--- INFORMATION SHOWN ---
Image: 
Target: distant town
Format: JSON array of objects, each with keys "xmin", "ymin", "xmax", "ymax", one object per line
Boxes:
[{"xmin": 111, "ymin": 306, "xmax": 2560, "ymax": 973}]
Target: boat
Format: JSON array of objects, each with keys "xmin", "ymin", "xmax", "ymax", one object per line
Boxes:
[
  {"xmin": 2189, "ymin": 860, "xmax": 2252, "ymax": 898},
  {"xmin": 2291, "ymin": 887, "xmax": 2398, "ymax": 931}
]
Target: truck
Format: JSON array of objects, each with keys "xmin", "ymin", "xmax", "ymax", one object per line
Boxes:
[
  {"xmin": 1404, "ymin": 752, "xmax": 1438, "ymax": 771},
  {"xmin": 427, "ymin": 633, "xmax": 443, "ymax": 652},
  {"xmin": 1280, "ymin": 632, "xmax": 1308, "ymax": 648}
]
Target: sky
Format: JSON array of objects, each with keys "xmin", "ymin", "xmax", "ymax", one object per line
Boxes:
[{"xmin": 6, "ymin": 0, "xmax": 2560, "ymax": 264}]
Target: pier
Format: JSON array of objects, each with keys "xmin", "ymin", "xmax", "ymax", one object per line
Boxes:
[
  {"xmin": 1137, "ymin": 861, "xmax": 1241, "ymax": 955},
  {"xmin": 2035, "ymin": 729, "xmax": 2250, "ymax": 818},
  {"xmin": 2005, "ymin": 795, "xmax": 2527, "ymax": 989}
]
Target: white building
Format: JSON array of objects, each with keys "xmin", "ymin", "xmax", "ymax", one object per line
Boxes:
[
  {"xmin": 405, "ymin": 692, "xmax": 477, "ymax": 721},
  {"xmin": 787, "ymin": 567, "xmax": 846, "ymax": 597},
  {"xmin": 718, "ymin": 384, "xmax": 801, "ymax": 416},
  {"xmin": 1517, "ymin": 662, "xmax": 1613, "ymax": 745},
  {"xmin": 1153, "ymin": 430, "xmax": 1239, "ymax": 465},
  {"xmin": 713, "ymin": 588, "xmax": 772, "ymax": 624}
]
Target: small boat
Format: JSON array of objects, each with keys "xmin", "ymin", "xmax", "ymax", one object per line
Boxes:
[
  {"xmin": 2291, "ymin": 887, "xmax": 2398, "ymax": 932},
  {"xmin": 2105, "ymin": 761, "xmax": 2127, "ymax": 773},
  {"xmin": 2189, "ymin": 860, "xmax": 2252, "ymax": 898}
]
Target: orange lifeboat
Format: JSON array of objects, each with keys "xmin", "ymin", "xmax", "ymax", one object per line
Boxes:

--- TASK OBJECTIVE ---
Repeat the data above in full, word for word.

--- WRITTEN ANSWER ---
Image: 
Target: distant town
Format: JSON array of objects, each with keys "xmin", "ymin", "xmax", "ymax", one object per line
Boxes:
[{"xmin": 111, "ymin": 306, "xmax": 2560, "ymax": 973}]
Target: boat
Format: JSON array of objects, each with keys "xmin", "ymin", "xmax", "ymax", one object per line
Boxes:
[
  {"xmin": 2189, "ymin": 860, "xmax": 2252, "ymax": 898},
  {"xmin": 2291, "ymin": 887, "xmax": 2398, "ymax": 931}
]
Target: truck
Format: JSON array of objects, each with keys "xmin", "ymin", "xmax", "ymax", one object per line
Boxes:
[
  {"xmin": 1404, "ymin": 752, "xmax": 1438, "ymax": 771},
  {"xmin": 427, "ymin": 633, "xmax": 443, "ymax": 652},
  {"xmin": 1280, "ymin": 632, "xmax": 1308, "ymax": 648}
]
Target: sky
Format: JSON array of objects, each with keys "xmin", "ymin", "xmax", "ymax", one object per line
Boxes:
[{"xmin": 6, "ymin": 0, "xmax": 2560, "ymax": 264}]
Target: pier
Format: JSON array of objects, each with keys "xmin", "ymin", "xmax", "ymax", one object per line
Boxes:
[
  {"xmin": 1137, "ymin": 861, "xmax": 1241, "ymax": 955},
  {"xmin": 2035, "ymin": 729, "xmax": 2250, "ymax": 818},
  {"xmin": 2005, "ymin": 795, "xmax": 2527, "ymax": 989}
]
Target: white building
Format: JSON array of objects, each with keys "xmin", "ymin", "xmax", "ymax", one object per line
Boxes:
[
  {"xmin": 405, "ymin": 692, "xmax": 477, "ymax": 721},
  {"xmin": 787, "ymin": 567, "xmax": 846, "ymax": 597},
  {"xmin": 718, "ymin": 384, "xmax": 801, "ymax": 416},
  {"xmin": 1517, "ymin": 662, "xmax": 1613, "ymax": 745},
  {"xmin": 1153, "ymin": 430, "xmax": 1239, "ymax": 465},
  {"xmin": 713, "ymin": 588, "xmax": 772, "ymax": 624}
]
Target: small boat
Format: JSON array of objects, each with keys "xmin", "ymin", "xmax", "ymax", one object per line
Boxes:
[
  {"xmin": 2291, "ymin": 887, "xmax": 2398, "ymax": 932},
  {"xmin": 2105, "ymin": 761, "xmax": 2127, "ymax": 773},
  {"xmin": 2189, "ymin": 860, "xmax": 2252, "ymax": 898}
]
Target: orange lifeboat
Format: JSON array of objects, each with keys "xmin", "ymin", "xmax", "ymax", one object per line
Boxes:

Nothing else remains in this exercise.